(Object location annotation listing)
========================

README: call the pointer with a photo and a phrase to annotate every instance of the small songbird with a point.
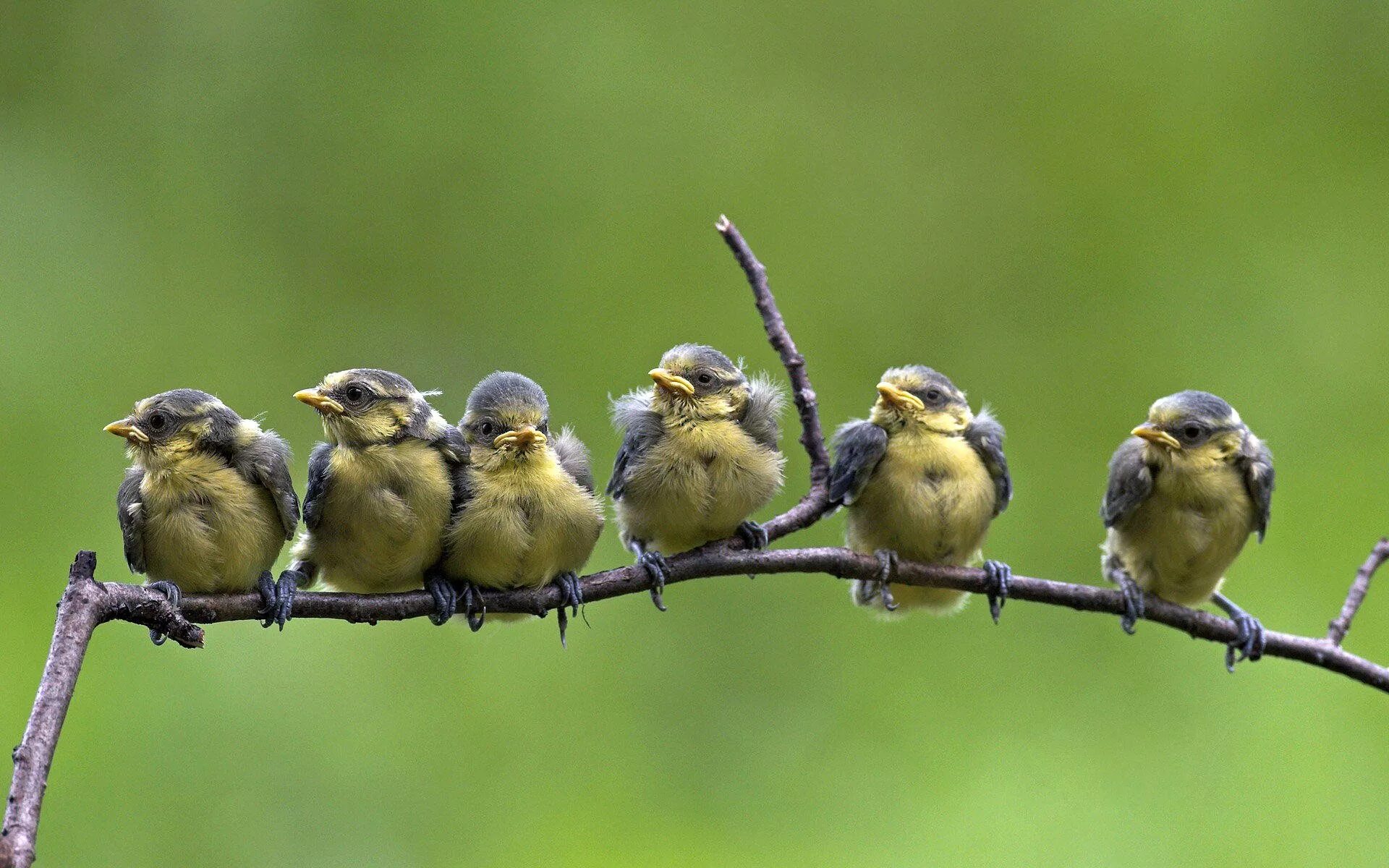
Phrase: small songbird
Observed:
(380, 490)
(1184, 495)
(699, 456)
(525, 514)
(208, 503)
(921, 478)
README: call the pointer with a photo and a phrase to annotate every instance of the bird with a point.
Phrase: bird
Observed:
(921, 478)
(381, 489)
(1184, 495)
(527, 514)
(699, 456)
(208, 502)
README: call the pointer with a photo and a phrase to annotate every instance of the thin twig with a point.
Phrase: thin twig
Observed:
(1341, 624)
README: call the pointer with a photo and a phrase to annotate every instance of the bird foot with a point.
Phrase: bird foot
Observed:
(999, 574)
(445, 595)
(173, 595)
(659, 570)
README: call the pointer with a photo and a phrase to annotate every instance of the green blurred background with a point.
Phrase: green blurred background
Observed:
(1071, 208)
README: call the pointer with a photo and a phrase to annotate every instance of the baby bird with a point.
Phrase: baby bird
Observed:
(1184, 495)
(208, 502)
(380, 490)
(527, 514)
(699, 456)
(921, 478)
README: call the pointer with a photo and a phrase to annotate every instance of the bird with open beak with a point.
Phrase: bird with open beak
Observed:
(1184, 495)
(699, 456)
(527, 514)
(381, 489)
(921, 478)
(208, 502)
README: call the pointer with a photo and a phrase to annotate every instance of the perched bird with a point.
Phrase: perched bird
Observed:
(525, 514)
(921, 478)
(208, 503)
(381, 489)
(699, 456)
(1184, 495)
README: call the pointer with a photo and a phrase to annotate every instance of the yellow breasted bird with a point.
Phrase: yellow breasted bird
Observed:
(380, 490)
(525, 514)
(208, 502)
(1184, 495)
(699, 456)
(921, 478)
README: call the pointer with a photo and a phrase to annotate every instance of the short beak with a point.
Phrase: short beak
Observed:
(129, 433)
(522, 439)
(320, 401)
(671, 382)
(901, 398)
(1156, 435)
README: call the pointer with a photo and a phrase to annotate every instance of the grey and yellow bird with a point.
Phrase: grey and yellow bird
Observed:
(208, 502)
(699, 456)
(381, 489)
(1184, 495)
(527, 514)
(921, 478)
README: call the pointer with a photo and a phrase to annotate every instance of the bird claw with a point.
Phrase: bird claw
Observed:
(886, 571)
(174, 596)
(659, 570)
(753, 535)
(446, 597)
(999, 574)
(572, 595)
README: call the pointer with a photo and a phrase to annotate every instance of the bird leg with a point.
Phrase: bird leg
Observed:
(173, 595)
(572, 595)
(656, 567)
(999, 574)
(1250, 641)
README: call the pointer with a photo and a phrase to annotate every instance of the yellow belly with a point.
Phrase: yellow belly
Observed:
(383, 517)
(1180, 542)
(697, 485)
(206, 528)
(931, 501)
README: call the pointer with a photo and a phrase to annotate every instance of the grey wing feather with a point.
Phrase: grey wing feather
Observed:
(1257, 466)
(317, 485)
(985, 435)
(762, 416)
(574, 459)
(131, 513)
(859, 448)
(642, 430)
(1131, 482)
(266, 463)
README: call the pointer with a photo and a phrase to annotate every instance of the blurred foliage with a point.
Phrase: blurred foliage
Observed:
(1071, 208)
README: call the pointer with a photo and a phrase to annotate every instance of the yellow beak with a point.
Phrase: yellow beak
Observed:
(125, 430)
(522, 439)
(320, 401)
(901, 398)
(671, 382)
(1156, 435)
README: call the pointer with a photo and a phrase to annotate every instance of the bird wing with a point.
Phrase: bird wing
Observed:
(574, 459)
(131, 513)
(317, 485)
(985, 435)
(266, 463)
(765, 401)
(859, 448)
(1257, 466)
(1131, 482)
(642, 430)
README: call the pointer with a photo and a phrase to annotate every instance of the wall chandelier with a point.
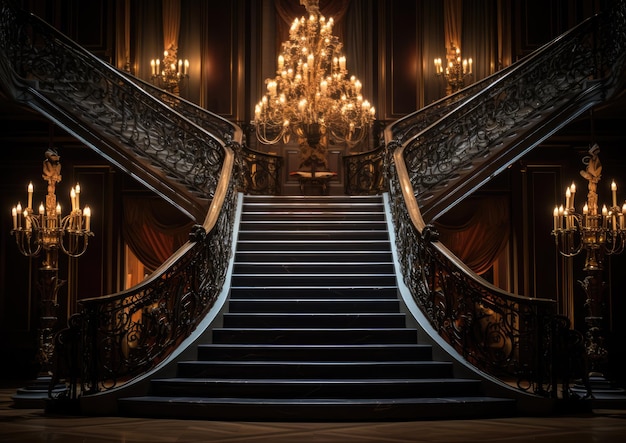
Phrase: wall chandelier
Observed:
(170, 72)
(46, 233)
(456, 71)
(312, 95)
(599, 233)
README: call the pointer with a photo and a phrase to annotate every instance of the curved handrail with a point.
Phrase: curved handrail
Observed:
(124, 335)
(143, 136)
(504, 334)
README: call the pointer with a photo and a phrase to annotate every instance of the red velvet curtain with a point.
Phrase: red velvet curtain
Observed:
(153, 229)
(477, 230)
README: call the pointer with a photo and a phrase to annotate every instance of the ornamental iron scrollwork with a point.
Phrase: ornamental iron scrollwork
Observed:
(187, 159)
(144, 131)
(445, 151)
(458, 143)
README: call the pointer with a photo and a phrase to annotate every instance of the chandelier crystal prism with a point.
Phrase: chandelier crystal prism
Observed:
(312, 95)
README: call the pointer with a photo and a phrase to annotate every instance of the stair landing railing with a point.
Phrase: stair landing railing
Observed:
(437, 163)
(115, 338)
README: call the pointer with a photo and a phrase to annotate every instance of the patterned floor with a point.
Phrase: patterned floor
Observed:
(32, 425)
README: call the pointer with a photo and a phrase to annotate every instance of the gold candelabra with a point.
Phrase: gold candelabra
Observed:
(170, 72)
(456, 71)
(45, 233)
(312, 95)
(599, 233)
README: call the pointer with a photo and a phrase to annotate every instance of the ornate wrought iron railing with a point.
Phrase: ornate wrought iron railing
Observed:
(364, 173)
(259, 172)
(139, 134)
(123, 335)
(487, 131)
(506, 335)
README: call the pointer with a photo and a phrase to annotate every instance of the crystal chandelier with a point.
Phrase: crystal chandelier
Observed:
(312, 96)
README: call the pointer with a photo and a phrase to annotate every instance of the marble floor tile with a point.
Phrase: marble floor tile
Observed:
(33, 425)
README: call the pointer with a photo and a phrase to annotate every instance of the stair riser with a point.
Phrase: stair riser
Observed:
(314, 337)
(270, 236)
(332, 411)
(290, 280)
(291, 389)
(303, 353)
(313, 268)
(330, 256)
(346, 321)
(237, 293)
(313, 306)
(310, 370)
(312, 225)
(303, 217)
(261, 244)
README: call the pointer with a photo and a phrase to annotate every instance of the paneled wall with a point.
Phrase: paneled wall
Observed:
(232, 45)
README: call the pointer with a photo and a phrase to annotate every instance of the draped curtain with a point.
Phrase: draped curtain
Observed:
(477, 231)
(171, 25)
(452, 24)
(153, 229)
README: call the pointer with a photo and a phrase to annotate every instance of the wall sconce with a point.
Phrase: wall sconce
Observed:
(456, 71)
(169, 73)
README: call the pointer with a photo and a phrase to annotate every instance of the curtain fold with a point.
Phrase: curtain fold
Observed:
(153, 229)
(452, 24)
(477, 231)
(171, 25)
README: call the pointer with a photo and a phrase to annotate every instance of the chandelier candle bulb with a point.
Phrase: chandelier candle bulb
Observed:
(614, 192)
(30, 195)
(87, 214)
(556, 217)
(73, 199)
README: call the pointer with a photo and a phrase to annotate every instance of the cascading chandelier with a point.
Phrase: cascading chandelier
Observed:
(312, 95)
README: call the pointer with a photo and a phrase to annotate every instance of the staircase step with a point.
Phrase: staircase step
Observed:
(311, 245)
(314, 329)
(311, 279)
(314, 369)
(308, 225)
(333, 410)
(317, 292)
(303, 216)
(317, 336)
(328, 353)
(313, 235)
(314, 320)
(316, 388)
(316, 268)
(306, 256)
(312, 306)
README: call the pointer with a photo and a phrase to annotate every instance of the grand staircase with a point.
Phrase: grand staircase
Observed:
(314, 329)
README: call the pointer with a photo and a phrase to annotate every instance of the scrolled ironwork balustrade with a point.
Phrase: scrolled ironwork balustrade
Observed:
(120, 336)
(150, 131)
(441, 157)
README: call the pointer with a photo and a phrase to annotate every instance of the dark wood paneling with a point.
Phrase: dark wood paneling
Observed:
(219, 62)
(402, 58)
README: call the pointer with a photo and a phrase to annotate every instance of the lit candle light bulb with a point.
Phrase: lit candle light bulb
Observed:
(87, 213)
(77, 190)
(614, 192)
(30, 195)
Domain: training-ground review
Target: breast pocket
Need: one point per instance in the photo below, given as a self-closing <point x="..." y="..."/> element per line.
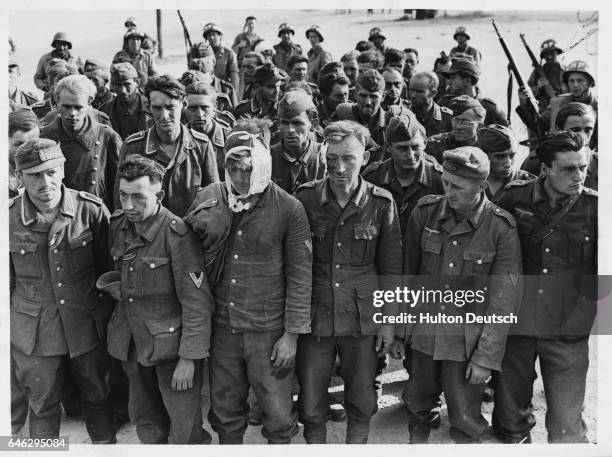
<point x="477" y="262"/>
<point x="155" y="276"/>
<point x="366" y="240"/>
<point x="581" y="247"/>
<point x="81" y="252"/>
<point x="25" y="259"/>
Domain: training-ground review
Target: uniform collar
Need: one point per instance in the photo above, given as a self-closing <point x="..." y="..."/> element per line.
<point x="29" y="213"/>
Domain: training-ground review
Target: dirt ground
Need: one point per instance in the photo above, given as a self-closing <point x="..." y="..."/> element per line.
<point x="98" y="34"/>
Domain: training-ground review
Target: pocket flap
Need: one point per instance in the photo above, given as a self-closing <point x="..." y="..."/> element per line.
<point x="479" y="257"/>
<point x="82" y="240"/>
<point x="367" y="232"/>
<point x="154" y="262"/>
<point x="170" y="325"/>
<point x="22" y="247"/>
<point x="31" y="309"/>
<point x="580" y="237"/>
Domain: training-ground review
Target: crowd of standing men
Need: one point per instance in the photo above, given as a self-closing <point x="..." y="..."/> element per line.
<point x="246" y="212"/>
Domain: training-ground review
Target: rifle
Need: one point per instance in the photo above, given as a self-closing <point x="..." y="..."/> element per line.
<point x="536" y="65"/>
<point x="517" y="75"/>
<point x="188" y="42"/>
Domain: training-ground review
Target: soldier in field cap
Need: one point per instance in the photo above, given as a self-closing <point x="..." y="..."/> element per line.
<point x="58" y="240"/>
<point x="458" y="239"/>
<point x="500" y="144"/>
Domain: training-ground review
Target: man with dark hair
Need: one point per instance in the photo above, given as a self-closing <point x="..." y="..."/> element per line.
<point x="501" y="146"/>
<point x="260" y="312"/>
<point x="356" y="247"/>
<point x="408" y="175"/>
<point x="187" y="155"/>
<point x="62" y="45"/>
<point x="161" y="327"/>
<point x="459" y="240"/>
<point x="143" y="61"/>
<point x="286" y="48"/>
<point x="468" y="116"/>
<point x="91" y="148"/>
<point x="422" y="91"/>
<point x="463" y="78"/>
<point x="201" y="115"/>
<point x="58" y="247"/>
<point x="558" y="231"/>
<point x="297" y="158"/>
<point x="226" y="63"/>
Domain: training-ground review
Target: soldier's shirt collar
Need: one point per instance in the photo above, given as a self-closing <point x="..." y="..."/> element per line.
<point x="149" y="229"/>
<point x="475" y="216"/>
<point x="29" y="213"/>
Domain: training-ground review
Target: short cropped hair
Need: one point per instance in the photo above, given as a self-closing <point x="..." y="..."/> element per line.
<point x="563" y="141"/>
<point x="339" y="131"/>
<point x="573" y="109"/>
<point x="136" y="166"/>
<point x="77" y="85"/>
<point x="166" y="84"/>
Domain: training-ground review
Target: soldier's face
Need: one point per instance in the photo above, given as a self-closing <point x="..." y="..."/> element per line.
<point x="577" y="83"/>
<point x="166" y="112"/>
<point x="567" y="172"/>
<point x="214" y="38"/>
<point x="338" y="94"/>
<point x="407" y="155"/>
<point x="139" y="198"/>
<point x="368" y="102"/>
<point x="465" y="126"/>
<point x="298" y="71"/>
<point x="269" y="92"/>
<point x="72" y="109"/>
<point x="296" y="130"/>
<point x="419" y="93"/>
<point x="351" y="69"/>
<point x="344" y="161"/>
<point x="501" y="164"/>
<point x="200" y="110"/>
<point x="581" y="124"/>
<point x="125" y="90"/>
<point x="45" y="186"/>
<point x="462" y="193"/>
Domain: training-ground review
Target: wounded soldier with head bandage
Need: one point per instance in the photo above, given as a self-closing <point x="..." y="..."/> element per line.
<point x="258" y="250"/>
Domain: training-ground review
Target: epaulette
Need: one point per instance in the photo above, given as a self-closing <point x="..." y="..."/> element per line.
<point x="447" y="110"/>
<point x="380" y="192"/>
<point x="91" y="197"/>
<point x="177" y="225"/>
<point x="135" y="136"/>
<point x="199" y="136"/>
<point x="117" y="213"/>
<point x="429" y="200"/>
<point x="504" y="215"/>
<point x="372" y="167"/>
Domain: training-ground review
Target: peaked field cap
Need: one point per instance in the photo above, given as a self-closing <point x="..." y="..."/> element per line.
<point x="467" y="162"/>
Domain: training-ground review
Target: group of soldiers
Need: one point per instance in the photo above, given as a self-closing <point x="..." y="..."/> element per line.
<point x="247" y="211"/>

========================

» **What you should do**:
Count the lines in the listing that contain the word "foot", and reply with the number alone.

» **Solution**:
2